Задача>
Переименуйте «kitchen island» в «kitchen counter» в строках от той, где стоит «# test: identify the sofa», до последней включительно. Приведите эти строки целиком, больше ничего в них не меняя.
─── Выдержка из данных ───
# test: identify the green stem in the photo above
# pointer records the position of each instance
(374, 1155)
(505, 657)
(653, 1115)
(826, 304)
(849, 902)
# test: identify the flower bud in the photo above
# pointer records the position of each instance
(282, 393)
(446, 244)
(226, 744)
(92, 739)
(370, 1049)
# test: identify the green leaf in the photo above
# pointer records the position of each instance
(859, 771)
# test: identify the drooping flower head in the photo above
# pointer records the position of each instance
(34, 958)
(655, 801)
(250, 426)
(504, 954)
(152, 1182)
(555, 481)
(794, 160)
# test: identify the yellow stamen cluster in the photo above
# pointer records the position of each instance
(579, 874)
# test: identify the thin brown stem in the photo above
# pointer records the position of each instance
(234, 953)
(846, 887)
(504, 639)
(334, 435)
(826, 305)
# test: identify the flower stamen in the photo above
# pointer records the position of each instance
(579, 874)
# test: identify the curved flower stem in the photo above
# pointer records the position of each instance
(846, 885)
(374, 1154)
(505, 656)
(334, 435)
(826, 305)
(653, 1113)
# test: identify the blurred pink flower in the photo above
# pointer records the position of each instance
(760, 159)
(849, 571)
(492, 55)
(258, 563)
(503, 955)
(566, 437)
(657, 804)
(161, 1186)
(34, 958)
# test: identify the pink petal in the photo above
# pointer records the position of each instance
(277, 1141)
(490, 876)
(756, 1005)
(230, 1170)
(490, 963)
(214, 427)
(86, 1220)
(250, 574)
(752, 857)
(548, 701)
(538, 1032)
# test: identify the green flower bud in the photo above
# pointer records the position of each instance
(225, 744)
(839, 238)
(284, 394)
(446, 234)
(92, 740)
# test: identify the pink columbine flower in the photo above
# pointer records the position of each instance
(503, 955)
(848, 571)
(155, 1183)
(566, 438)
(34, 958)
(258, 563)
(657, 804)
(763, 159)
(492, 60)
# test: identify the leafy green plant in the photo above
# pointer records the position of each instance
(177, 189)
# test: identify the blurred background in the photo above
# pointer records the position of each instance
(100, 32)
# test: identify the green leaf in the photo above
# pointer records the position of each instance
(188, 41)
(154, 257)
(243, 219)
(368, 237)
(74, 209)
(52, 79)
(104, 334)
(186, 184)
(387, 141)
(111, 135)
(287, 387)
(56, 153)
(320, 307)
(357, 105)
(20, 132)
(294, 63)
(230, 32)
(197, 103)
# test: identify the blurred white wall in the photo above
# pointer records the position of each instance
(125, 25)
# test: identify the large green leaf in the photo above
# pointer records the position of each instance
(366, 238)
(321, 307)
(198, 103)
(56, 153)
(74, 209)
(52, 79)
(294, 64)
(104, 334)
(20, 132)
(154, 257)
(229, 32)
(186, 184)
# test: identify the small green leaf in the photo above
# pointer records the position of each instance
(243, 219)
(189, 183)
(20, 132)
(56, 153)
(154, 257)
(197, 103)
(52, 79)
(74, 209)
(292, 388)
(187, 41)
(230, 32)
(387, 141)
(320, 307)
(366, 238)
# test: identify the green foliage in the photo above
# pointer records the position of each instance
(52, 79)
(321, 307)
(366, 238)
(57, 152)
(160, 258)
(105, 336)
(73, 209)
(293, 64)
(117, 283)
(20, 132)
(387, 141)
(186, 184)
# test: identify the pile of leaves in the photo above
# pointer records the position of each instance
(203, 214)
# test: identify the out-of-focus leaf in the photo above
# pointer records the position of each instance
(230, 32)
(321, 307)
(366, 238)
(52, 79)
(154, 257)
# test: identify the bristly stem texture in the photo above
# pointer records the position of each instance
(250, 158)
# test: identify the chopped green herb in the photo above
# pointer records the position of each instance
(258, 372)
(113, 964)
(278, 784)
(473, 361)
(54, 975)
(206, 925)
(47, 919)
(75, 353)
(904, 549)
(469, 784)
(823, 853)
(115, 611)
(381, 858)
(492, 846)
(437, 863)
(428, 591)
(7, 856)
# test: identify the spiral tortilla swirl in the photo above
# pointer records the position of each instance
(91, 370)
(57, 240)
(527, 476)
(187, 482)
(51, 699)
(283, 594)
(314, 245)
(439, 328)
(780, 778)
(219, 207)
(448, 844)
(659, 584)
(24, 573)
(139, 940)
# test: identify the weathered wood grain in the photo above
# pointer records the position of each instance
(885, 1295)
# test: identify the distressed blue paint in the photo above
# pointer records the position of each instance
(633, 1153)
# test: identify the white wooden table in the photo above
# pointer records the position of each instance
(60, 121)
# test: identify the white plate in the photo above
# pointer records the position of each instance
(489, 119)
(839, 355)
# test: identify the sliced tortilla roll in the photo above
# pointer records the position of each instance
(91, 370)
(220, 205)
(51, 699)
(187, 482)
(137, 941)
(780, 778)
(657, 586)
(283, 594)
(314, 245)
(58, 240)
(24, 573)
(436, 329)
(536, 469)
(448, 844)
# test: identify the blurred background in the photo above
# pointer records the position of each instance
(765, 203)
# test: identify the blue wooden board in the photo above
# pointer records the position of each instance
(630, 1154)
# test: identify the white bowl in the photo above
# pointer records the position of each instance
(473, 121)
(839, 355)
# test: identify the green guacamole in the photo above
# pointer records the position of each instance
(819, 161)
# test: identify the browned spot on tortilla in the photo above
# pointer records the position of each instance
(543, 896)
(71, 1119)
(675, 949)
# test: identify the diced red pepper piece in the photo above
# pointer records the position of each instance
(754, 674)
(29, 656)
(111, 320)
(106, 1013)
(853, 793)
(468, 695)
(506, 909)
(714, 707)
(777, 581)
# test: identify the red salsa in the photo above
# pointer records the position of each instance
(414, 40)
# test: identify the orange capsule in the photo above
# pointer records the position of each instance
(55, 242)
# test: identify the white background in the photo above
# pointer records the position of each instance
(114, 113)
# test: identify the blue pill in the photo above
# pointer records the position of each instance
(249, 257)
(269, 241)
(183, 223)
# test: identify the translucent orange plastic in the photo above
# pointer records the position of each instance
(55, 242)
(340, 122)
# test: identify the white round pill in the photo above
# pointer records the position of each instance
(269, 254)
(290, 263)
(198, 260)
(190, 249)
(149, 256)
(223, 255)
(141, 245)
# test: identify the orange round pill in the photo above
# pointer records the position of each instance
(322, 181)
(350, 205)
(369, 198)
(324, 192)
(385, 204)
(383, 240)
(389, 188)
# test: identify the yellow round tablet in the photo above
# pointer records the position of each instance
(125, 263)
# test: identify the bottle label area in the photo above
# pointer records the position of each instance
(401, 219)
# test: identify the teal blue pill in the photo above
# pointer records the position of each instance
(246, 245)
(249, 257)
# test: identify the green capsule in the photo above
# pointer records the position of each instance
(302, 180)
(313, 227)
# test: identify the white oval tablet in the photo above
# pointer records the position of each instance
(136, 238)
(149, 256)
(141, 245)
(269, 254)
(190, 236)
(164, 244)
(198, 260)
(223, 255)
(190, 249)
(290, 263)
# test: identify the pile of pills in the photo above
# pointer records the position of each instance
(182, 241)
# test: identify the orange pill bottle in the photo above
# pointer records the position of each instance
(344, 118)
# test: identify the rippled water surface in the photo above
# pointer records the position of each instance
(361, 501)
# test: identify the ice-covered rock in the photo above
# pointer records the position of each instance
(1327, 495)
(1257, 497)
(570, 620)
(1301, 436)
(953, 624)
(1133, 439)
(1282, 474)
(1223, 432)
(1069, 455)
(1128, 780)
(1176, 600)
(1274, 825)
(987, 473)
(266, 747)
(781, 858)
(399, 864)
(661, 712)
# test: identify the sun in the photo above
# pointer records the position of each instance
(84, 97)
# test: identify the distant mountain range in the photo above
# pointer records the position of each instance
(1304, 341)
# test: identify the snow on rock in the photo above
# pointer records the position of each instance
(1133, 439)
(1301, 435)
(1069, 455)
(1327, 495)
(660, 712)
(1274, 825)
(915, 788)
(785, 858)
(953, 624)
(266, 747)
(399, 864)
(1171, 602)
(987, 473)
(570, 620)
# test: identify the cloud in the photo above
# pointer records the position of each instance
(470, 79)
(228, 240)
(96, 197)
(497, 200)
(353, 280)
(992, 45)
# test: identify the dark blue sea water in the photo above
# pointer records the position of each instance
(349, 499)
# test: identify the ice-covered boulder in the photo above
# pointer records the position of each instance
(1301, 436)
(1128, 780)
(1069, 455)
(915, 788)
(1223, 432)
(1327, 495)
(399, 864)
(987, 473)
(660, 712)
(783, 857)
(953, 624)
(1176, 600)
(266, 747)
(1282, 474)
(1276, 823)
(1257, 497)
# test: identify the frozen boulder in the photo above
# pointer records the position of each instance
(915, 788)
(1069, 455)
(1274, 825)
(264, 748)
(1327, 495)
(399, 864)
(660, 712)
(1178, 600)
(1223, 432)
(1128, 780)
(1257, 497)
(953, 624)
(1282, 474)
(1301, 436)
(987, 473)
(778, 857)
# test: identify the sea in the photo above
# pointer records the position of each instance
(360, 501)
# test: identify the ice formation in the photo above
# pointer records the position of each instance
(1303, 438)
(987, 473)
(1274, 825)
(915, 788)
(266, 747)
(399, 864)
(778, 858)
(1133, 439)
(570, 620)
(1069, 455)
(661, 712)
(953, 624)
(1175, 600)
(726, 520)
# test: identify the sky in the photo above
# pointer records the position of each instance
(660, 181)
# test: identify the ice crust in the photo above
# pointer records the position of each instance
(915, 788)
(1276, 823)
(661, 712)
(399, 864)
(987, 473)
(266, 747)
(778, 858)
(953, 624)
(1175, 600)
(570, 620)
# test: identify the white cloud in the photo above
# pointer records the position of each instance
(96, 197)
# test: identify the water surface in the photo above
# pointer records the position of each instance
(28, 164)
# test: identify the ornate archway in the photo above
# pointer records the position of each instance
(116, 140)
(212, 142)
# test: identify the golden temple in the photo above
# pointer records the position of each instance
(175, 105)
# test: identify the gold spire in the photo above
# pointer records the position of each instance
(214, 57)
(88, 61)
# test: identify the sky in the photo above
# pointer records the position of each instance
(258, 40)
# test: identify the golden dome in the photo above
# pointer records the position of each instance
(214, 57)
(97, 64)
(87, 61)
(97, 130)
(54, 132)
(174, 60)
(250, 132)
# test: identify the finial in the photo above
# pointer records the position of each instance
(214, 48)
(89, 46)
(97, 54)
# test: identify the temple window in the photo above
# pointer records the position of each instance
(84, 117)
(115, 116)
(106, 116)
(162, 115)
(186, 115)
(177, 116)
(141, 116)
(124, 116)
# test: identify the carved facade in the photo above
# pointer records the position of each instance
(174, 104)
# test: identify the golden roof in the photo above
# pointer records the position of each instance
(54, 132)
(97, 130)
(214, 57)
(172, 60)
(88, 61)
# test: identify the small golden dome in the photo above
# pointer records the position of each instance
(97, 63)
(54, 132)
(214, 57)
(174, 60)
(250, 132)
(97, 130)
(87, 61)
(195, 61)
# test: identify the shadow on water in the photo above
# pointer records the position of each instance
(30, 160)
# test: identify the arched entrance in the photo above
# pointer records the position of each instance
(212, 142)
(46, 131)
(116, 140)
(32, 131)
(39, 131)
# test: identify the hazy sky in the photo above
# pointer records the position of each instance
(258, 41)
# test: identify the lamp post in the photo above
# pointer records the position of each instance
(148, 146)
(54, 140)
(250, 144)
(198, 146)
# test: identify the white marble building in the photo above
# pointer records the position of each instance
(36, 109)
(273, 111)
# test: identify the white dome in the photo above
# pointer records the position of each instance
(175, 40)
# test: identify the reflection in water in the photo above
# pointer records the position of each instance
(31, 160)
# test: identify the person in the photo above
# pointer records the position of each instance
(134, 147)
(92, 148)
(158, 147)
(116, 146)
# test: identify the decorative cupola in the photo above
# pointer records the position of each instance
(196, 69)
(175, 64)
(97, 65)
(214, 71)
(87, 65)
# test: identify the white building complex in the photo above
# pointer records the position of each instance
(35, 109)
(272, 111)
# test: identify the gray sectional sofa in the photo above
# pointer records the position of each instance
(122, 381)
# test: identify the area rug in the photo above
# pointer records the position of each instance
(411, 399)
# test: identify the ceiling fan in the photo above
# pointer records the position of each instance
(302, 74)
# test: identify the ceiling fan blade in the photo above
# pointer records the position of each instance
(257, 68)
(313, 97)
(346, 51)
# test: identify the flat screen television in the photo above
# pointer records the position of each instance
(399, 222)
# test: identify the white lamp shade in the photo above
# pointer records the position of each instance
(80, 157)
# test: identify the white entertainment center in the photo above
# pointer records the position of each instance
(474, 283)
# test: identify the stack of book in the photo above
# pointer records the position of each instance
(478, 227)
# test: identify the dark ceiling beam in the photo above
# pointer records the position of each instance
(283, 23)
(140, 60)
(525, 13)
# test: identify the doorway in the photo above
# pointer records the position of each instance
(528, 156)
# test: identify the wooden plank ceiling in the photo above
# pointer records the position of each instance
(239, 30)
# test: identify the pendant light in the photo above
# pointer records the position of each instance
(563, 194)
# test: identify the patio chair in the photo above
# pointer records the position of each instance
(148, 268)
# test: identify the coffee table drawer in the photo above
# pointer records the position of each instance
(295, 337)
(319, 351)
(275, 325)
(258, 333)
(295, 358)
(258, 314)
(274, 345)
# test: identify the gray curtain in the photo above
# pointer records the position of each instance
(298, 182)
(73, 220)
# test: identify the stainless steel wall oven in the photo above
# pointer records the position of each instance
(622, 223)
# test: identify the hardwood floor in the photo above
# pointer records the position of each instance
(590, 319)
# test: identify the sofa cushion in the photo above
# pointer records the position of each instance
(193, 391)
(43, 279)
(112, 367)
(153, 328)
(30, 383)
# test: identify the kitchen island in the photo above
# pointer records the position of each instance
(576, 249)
───
Ответ на задачу>
# test: identify the sofa cushion in the photo above
# pointer records the position of each instance
(193, 391)
(43, 279)
(112, 367)
(153, 328)
(30, 383)
# test: identify the kitchen counter in the photo above
# pointer records the position of each instance
(576, 249)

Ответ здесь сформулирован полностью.